Selected passage:

━━━━━━━━━━━━━━━━━━━━

One of the two companies denied a medical marijuana grower license in Maryland is suing the state Medical Cannabis Commission, alleging that the body broke its own rules during the license granting process last month, the Baltimore Sun reports. Green Thumb Industries Maryland is seeking a court injunction to reverse the decision, which will likely cause further delays in the already embattled program.
The company argues that it was ranked higher by Towson University’s Regional Economic Institute, the analysts charged with assessing the applications, but that two companies ranked lower received licenses instead. Buddy Robshaw, MMCC commissioner, said the law requires geographic diversity and the body acted within the confines of the law.
In the suit, filed yesterday in Baltimore Circuit Court, the company calls the commission’s decision-making process “illogical, opaque and fatally flawed,” arguing that the contracts are worth “tens of millions of dollars” and the loss of the contract would be “devastating” to the company.
“This is a case about a state commission setting rules and then inexplicably failing to follow them,” Philip M. Andrews, who is representing GTI in the suit, said in the report.
The second company, Maryland Cultivation and Processing LLC, also ranked in the top 15 contenders for licenses but have not yet taken any action against the board. Edwin Weidenfeld, a company partner, indicated that they are considering joining GTI’s suit or filing their own.
“I want to give them a chance to clean up their own mess because I have concerns that a lawsuit will end up delaying this,” he said. “But better it be delayed than corrupted.”
Separate from the suit, the program faces another possible setback as African-American lawmakers are planning to introduce emergency legislation to address the lack of cultivation licenses awarded to minority-owned businesses, to which the commission did not issue any of the 15 available licenses.

━━━━━━━━━━━━━━━━━━━━

Instructions:
A - According to the lawsuit article, in which court was the suit filed?
B - Name every person identified by full name in the lawsuit article.
C - Summarize the lawsuit article in two sentences.
The records that follow are separate material and have no connection to the lawsuit article.

Provided information:
━━━━━━━━━━━━━━━━━━━━

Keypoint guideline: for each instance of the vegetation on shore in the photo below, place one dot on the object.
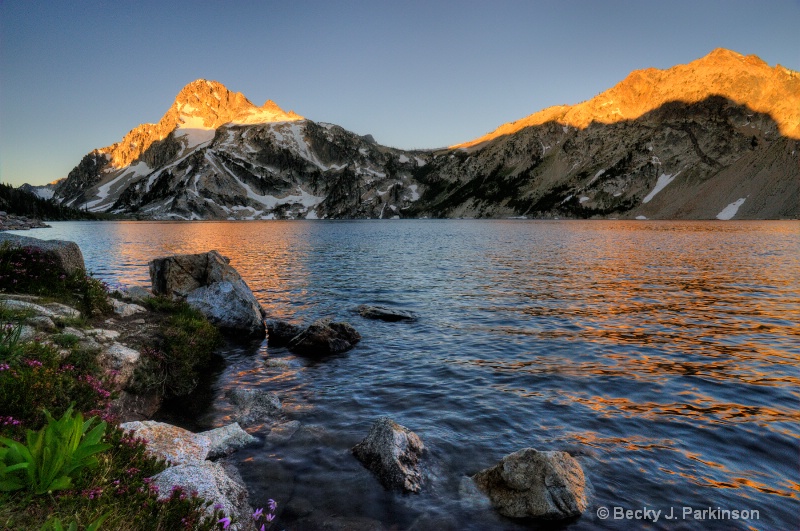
(64, 462)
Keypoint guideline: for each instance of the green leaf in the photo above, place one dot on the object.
(59, 483)
(94, 526)
(8, 485)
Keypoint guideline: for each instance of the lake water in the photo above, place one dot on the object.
(665, 355)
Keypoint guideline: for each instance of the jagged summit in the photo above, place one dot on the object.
(745, 80)
(199, 108)
(711, 138)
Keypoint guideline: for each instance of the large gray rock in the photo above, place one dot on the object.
(323, 338)
(230, 306)
(213, 481)
(178, 275)
(227, 439)
(533, 484)
(392, 453)
(176, 445)
(130, 407)
(66, 256)
(207, 282)
(254, 406)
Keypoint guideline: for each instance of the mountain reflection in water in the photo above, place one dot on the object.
(664, 354)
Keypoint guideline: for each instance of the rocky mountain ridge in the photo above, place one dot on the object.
(717, 137)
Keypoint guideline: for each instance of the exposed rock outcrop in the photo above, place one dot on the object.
(119, 358)
(176, 445)
(323, 338)
(392, 453)
(533, 484)
(124, 309)
(279, 333)
(221, 485)
(207, 282)
(66, 256)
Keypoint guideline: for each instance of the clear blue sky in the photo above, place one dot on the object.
(78, 75)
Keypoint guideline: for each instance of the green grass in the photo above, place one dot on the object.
(34, 377)
(36, 272)
(183, 348)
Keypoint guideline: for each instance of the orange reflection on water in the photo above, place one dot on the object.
(265, 267)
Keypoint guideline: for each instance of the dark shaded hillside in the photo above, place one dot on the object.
(22, 203)
(710, 154)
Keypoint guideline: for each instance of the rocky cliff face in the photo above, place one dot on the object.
(715, 138)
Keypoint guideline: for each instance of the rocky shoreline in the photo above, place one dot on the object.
(13, 222)
(525, 484)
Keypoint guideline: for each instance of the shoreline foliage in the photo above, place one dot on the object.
(96, 476)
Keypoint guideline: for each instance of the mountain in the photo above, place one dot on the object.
(215, 155)
(717, 137)
(45, 191)
(22, 202)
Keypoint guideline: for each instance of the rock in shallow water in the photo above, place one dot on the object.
(392, 453)
(253, 406)
(227, 439)
(216, 289)
(382, 313)
(279, 333)
(533, 484)
(170, 442)
(214, 482)
(323, 338)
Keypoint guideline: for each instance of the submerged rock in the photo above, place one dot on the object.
(207, 282)
(533, 484)
(382, 313)
(324, 337)
(253, 406)
(176, 445)
(227, 439)
(392, 453)
(66, 256)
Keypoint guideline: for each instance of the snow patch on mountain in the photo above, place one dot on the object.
(663, 180)
(730, 211)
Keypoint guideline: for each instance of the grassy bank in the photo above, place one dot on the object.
(63, 460)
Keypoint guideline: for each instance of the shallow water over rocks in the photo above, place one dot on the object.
(663, 355)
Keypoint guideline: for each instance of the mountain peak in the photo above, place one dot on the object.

━━━━━━━━━━━━━━━━━━━━

Exercise results:
A - Baltimore Circuit Court.

B - Buddy Robshaw, Philip M. Andrews, Edwin Weidenfeld

C - Green Thumb Industries Maryland, one of two companies denied a medical marijuana grower license, is suing the Maryland Medical Cannabis Commission for breaking its own rules by licensing lower-ranked companies. The commission says the law requires geographic diversity, and the program also faces a possible setback from planned emergency legislation on the lack of licenses awarded to minority-owned businesses.